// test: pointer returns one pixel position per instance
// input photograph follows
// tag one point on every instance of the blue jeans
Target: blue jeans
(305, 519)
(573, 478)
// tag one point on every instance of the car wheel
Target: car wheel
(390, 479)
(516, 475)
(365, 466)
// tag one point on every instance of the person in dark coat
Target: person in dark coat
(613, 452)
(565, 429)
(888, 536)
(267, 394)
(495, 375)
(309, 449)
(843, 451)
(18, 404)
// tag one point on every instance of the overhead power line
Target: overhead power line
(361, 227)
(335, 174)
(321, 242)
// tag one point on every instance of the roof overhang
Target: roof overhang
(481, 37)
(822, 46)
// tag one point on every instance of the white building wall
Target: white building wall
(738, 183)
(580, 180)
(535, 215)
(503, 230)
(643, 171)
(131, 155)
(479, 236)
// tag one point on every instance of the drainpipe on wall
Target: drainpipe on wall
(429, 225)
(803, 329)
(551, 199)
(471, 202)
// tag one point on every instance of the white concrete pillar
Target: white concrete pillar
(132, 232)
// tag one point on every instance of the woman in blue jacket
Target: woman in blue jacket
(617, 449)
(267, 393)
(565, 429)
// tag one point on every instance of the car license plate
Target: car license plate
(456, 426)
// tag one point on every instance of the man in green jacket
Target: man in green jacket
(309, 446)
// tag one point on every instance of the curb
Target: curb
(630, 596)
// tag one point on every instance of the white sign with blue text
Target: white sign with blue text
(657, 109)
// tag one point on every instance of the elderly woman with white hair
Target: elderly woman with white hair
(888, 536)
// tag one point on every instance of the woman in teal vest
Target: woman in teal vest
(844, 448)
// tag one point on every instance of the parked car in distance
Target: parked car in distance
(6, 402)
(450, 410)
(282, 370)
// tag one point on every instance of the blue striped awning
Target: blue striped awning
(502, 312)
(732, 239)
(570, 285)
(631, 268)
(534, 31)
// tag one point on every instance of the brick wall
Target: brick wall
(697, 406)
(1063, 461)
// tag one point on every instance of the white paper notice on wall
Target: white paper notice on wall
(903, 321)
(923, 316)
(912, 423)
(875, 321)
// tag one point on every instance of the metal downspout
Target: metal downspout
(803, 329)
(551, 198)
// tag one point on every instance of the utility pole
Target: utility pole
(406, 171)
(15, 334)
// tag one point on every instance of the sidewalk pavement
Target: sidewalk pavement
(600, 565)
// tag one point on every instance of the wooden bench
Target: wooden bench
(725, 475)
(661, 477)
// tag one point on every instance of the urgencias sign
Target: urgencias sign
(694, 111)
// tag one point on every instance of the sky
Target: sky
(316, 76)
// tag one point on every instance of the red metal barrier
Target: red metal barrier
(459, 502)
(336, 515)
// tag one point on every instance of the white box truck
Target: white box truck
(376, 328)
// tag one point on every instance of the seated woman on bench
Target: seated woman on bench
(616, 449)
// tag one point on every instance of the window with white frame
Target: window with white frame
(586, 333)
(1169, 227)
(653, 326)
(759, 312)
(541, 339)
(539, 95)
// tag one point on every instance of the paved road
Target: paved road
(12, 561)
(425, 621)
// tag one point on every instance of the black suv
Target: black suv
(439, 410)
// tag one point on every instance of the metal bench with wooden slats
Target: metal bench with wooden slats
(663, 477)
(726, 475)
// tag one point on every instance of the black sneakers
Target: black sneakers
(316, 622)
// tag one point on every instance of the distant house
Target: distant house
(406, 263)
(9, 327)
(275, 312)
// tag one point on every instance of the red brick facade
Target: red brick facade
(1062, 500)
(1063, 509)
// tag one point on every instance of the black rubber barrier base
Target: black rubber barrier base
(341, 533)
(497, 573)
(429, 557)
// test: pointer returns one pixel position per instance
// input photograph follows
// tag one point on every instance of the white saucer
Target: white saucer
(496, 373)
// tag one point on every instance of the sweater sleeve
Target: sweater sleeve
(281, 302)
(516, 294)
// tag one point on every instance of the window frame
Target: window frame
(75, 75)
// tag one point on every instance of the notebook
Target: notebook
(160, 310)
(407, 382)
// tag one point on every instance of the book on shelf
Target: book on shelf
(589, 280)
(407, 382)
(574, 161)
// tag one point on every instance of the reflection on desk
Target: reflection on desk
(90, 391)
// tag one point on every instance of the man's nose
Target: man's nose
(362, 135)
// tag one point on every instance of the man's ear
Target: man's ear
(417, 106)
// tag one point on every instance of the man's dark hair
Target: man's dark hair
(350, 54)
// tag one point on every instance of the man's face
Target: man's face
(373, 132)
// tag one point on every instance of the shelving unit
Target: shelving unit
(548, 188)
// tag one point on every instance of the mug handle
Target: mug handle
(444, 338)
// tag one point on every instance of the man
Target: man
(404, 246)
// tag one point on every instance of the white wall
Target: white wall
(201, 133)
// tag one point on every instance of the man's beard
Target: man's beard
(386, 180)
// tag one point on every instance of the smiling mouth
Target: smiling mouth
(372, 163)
▬▬▬▬▬▬▬▬▬▬
*Required task:* Write out exactly the lines of the entries above that run from the line containing "the man's nose" through the last line, including both.

*Solved exercise:*
// tag one point on every instance of the man's nose
Target: man's nose
(362, 135)
// tag one point on every instance of the man's ear
Target: man's ear
(417, 106)
// tag one point on every instance of the man's dark hair
Target: man's dark hair
(350, 54)
// tag one point on every instance of the man's face
Target: man's face
(373, 132)
// tag one point on every instance of the shelving unit
Target: shelving unit
(548, 188)
// tag one point on every instance of the mug handle
Target: mug handle
(444, 338)
// tag one point on every instance of the man
Target: man
(404, 246)
// tag one point on every instance of the white wall
Target: white wall
(201, 133)
// tag one point on every instance of the man's beard
Target: man's beard
(386, 180)
// tag one point on every instance of the smiling mouth
Target: smiling mouth
(372, 163)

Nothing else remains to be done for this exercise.